Locate each line below that contains the string "woman" and copy it out. Case must match.
[begin Recorded data]
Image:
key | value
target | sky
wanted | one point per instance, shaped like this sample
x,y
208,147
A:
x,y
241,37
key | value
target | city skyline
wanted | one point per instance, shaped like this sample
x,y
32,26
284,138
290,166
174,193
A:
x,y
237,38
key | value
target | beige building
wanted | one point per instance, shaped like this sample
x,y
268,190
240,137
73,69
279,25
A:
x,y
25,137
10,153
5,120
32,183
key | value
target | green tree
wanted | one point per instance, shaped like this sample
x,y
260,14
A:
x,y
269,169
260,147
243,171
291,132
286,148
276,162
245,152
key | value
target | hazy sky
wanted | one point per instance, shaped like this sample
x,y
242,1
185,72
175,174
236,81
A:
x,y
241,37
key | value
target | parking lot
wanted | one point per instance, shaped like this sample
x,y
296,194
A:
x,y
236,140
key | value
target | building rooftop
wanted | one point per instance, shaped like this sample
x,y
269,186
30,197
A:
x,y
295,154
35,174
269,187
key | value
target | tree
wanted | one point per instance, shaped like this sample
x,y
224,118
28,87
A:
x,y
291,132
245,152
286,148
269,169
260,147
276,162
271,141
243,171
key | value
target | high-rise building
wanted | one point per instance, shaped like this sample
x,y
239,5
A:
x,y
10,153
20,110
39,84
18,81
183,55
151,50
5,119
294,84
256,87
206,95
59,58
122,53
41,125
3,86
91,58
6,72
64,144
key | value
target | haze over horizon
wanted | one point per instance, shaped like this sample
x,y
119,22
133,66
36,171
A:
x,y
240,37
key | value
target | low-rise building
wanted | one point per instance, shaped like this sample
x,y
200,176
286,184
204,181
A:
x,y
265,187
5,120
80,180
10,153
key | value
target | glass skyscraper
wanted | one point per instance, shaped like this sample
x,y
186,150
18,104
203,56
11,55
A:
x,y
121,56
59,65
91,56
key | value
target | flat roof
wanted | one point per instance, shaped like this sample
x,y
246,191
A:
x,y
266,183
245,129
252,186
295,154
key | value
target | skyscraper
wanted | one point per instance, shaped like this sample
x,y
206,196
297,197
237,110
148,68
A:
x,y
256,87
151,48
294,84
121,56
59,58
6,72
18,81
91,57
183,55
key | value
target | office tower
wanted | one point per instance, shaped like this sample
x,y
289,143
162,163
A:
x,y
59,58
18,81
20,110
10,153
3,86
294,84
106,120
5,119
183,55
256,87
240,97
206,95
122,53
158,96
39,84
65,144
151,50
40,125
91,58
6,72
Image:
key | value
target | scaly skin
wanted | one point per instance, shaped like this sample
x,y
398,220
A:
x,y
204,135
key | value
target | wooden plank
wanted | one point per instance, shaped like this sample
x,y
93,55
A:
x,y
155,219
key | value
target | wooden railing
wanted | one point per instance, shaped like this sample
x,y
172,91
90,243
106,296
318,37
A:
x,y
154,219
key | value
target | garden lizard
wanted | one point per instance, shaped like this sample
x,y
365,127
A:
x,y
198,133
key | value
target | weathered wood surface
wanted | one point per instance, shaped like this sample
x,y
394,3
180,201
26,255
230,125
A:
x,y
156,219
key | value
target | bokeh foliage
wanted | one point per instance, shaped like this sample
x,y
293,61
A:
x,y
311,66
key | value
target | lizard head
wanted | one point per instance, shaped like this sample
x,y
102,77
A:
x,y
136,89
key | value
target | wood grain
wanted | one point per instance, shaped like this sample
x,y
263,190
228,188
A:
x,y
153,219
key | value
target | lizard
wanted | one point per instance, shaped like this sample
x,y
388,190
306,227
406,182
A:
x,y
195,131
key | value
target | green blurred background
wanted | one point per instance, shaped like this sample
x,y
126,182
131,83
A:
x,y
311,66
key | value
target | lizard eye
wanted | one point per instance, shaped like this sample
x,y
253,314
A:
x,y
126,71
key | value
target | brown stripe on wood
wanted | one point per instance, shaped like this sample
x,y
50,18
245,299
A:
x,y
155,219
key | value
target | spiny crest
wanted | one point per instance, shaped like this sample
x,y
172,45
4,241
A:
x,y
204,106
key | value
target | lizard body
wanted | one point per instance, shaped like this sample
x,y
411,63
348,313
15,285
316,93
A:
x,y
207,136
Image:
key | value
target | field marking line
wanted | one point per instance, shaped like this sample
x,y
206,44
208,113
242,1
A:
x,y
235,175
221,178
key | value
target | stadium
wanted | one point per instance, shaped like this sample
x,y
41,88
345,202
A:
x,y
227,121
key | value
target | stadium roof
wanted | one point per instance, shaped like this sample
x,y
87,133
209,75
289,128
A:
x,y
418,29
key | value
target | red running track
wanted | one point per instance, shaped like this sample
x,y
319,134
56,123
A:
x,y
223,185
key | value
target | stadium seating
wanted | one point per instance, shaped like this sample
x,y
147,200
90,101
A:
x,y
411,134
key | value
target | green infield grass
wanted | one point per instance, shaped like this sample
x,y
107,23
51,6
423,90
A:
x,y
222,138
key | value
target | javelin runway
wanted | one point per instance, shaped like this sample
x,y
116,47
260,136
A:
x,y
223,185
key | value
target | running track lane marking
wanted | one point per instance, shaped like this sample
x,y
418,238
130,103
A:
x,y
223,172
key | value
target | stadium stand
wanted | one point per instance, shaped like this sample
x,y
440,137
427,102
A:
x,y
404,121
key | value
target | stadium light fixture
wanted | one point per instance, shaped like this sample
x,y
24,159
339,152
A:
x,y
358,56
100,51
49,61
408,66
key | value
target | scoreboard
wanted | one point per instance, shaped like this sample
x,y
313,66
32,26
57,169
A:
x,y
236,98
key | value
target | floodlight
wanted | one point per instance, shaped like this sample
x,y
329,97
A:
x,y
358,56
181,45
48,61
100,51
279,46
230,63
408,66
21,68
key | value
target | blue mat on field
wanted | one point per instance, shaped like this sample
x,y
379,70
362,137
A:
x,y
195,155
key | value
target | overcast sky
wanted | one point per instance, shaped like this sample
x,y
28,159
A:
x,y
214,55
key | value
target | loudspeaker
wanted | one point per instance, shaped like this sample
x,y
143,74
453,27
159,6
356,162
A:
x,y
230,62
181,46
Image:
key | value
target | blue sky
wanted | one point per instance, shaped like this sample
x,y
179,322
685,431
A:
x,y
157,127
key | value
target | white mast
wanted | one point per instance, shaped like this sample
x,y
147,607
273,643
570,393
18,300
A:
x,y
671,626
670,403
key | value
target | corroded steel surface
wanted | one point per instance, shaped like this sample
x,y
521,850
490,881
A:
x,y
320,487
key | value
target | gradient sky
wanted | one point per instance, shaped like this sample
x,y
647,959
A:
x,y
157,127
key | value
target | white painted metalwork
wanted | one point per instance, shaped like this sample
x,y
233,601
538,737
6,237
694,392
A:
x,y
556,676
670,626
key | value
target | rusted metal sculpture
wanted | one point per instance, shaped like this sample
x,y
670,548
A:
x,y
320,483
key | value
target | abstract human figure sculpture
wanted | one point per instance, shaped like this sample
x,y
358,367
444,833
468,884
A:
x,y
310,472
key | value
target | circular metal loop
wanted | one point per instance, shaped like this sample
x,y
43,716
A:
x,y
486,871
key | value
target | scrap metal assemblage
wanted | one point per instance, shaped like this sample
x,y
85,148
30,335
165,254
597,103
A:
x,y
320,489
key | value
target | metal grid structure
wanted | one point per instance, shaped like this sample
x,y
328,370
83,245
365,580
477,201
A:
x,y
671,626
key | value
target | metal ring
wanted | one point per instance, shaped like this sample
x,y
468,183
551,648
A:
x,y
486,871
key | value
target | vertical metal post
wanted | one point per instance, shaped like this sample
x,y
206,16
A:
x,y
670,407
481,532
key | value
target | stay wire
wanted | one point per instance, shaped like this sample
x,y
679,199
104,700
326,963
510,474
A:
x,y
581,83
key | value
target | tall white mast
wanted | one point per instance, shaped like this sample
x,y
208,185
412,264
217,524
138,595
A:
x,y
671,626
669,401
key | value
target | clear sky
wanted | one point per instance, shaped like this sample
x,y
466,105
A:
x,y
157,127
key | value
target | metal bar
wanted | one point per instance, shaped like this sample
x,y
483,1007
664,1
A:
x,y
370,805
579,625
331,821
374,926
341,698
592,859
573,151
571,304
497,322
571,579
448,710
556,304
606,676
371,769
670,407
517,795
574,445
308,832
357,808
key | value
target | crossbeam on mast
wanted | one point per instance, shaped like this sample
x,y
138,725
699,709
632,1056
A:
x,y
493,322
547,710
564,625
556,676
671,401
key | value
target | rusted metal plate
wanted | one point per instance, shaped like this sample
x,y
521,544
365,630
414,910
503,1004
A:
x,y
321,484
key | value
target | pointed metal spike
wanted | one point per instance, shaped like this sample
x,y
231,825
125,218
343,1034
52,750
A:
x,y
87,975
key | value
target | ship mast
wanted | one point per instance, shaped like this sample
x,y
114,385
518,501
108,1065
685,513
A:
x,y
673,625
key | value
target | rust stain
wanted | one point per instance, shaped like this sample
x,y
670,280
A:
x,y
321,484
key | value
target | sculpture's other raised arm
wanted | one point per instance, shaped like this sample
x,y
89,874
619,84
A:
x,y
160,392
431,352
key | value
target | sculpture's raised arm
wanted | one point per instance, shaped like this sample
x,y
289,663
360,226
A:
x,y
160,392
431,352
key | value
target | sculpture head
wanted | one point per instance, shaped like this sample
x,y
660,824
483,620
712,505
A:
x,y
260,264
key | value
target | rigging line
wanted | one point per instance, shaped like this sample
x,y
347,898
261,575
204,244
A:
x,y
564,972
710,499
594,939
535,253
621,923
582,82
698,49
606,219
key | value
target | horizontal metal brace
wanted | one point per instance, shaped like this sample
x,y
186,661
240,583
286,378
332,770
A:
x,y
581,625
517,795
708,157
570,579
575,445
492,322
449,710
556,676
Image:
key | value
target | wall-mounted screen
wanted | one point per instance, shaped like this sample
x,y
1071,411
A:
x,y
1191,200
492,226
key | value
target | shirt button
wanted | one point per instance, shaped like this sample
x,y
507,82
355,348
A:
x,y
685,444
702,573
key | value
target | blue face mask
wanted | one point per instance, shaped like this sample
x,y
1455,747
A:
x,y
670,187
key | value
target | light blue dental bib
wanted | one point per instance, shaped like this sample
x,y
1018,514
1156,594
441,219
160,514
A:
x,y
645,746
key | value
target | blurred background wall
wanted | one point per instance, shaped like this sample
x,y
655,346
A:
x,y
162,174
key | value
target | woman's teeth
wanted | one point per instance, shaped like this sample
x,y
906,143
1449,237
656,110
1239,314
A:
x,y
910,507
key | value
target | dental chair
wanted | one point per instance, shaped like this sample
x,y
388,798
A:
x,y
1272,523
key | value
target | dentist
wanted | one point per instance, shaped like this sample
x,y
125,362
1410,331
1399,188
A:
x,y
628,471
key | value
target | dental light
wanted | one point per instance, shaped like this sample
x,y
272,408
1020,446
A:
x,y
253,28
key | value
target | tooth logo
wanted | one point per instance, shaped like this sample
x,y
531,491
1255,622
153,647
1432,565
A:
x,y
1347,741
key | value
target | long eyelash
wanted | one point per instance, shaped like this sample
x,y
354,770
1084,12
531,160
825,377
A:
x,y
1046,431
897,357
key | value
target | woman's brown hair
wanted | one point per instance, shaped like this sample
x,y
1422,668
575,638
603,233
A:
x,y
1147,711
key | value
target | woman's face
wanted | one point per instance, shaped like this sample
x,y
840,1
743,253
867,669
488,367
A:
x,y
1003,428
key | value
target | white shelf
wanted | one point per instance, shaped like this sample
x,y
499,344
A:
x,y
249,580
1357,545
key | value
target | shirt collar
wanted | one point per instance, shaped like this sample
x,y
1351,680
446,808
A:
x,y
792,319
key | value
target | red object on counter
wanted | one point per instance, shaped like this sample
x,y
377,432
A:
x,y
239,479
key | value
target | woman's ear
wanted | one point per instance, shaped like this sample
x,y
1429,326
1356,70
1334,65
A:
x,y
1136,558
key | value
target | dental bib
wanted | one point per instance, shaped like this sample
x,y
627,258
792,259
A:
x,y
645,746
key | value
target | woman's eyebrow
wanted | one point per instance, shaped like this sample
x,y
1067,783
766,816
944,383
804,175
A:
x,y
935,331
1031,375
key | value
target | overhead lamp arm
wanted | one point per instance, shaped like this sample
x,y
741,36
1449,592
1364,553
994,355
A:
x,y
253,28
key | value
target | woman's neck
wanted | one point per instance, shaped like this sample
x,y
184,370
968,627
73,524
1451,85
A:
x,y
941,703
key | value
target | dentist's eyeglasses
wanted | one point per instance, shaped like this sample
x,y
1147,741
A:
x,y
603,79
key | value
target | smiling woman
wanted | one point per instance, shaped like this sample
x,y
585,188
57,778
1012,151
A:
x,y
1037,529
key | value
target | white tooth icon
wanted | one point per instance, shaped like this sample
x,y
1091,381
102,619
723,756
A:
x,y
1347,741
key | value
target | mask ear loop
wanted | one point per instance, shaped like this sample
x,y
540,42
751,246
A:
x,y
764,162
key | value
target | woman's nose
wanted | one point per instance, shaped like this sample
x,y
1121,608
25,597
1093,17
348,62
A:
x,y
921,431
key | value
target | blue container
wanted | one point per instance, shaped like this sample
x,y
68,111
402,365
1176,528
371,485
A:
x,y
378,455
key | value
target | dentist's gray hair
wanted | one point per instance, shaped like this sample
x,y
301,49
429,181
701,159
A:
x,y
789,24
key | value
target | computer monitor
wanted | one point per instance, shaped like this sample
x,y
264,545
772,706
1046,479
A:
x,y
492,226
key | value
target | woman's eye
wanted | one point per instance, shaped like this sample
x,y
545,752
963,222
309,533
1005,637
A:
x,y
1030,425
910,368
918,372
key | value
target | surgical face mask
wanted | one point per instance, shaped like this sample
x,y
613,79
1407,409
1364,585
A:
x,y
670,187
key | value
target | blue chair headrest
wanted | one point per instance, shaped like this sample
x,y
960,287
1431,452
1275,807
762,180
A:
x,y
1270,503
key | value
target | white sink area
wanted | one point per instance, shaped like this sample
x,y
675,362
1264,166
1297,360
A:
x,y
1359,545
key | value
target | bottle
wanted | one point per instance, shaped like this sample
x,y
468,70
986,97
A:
[end Recorded data]
» **Task result**:
target | woman's teeth
target | woman's brown hair
target | woman's face
target | woman's ear
target | woman's eyebrow
target | woman's neck
target | smiling woman
target | woman's nose
target | woman's eye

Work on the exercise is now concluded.